Data
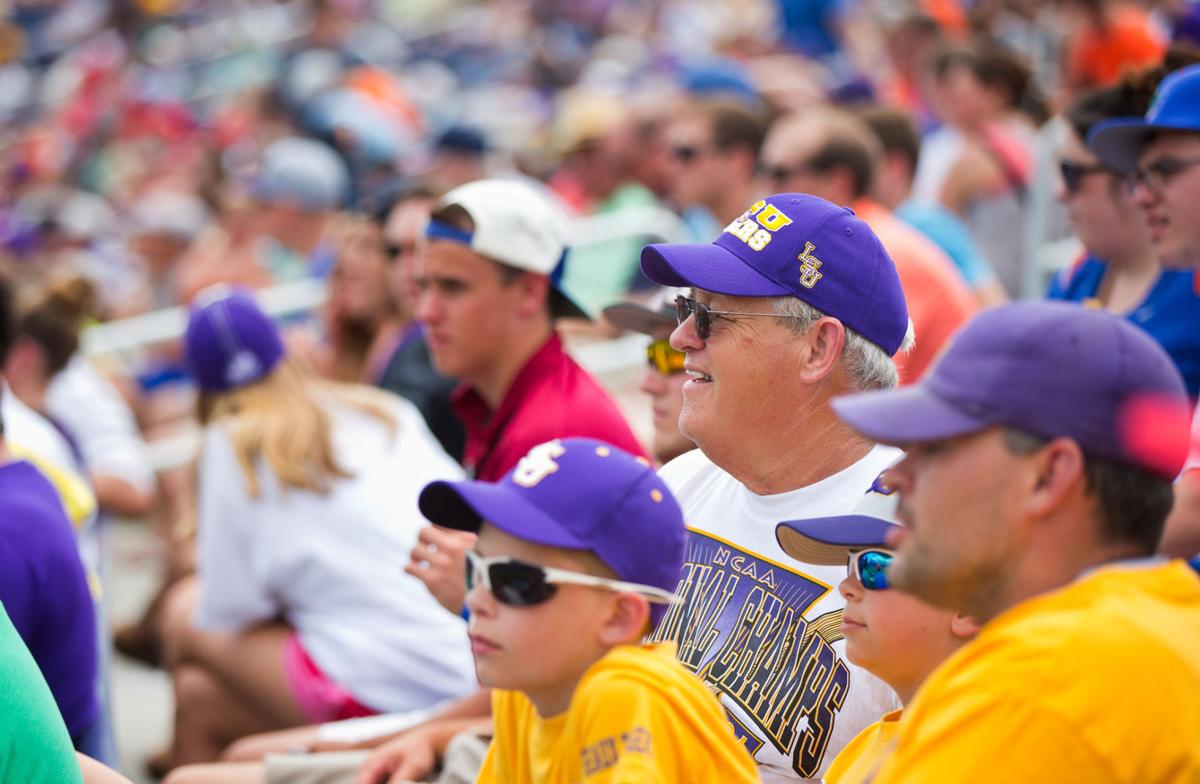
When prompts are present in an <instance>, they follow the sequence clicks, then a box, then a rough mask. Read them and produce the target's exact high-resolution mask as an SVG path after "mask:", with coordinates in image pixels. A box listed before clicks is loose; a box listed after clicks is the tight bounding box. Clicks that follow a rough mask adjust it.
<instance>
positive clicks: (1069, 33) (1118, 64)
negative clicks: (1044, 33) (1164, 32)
mask: <svg viewBox="0 0 1200 784" xmlns="http://www.w3.org/2000/svg"><path fill="white" fill-rule="evenodd" d="M1061 5H1062V6H1064V8H1066V10H1067V12H1068V24H1069V28H1068V31H1067V36H1066V37H1067V50H1066V65H1064V68H1066V82H1067V85H1066V86H1067V89H1068V90H1069V91H1070V94H1072V95H1074V96H1076V97H1078V96H1079V92H1081V91H1085V90H1088V89H1094V88H1103V86H1110V85H1112V84H1115V83H1116V82H1117V79H1120V78H1121V77H1122V76H1126V74H1128V73H1129V72H1130V71H1140V70H1142V68H1150V67H1153V66H1156V65H1158V64H1159V62H1160V61H1162V59H1163V54H1164V53H1165V52H1166V41H1164V37H1163V35H1162V34H1160V32H1159V31H1158V30H1157V29H1156V23H1154V20H1153V19H1152V18H1151V16H1150V13H1148V12H1147V11H1146V8H1144V7H1141V5H1140V4H1135V2H1126V1H1124V0H1072V1H1070V2H1063V4H1061Z"/></svg>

Work instructions
Copy out the lines above, from the first one up to and including the line that contains "negative clicks: (1044, 33) (1164, 32)", and leave the pictures out.

Finished task
When prompts are present in an <instance>, they follow the sequence clicks, then a box, then a rough mask. Read them and produce the target's exact high-resolution mask as an SVG path after "mask:", with coordinates in image pixels. A box listed before clicks is loose; a box listed after clicks is the tight bounding box. Clicks that follow a rough mask adjust it.
<instance>
positive clicks: (1069, 33) (1118, 64)
negative clicks: (1044, 33) (1164, 32)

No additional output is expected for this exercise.